--- START ---

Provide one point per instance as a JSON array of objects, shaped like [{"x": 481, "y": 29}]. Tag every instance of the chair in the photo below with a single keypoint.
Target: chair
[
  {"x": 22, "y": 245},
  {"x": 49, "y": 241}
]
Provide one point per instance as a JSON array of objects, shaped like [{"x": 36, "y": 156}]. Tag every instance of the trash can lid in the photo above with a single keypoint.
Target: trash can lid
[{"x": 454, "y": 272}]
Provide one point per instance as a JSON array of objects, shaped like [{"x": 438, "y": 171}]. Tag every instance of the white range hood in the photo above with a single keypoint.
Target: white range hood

--- END ---

Nothing but the exact lines of the data above, from the line containing "Target: chair" through the last, should appear in the answer.

SOLVED EXERCISE:
Target: chair
[
  {"x": 22, "y": 245},
  {"x": 49, "y": 241}
]
Provide one point per instance as a JSON array of objects, shaped like [{"x": 36, "y": 156}]. Tag every instance of the trash can lid in the photo above with a single keypoint.
Target: trash can lid
[{"x": 454, "y": 272}]
Provide one point per instance as a JSON array of objects, shaped like [{"x": 438, "y": 171}]. Tag every instance of the white range hood in the photo above with a single keypoint.
Target: white range hood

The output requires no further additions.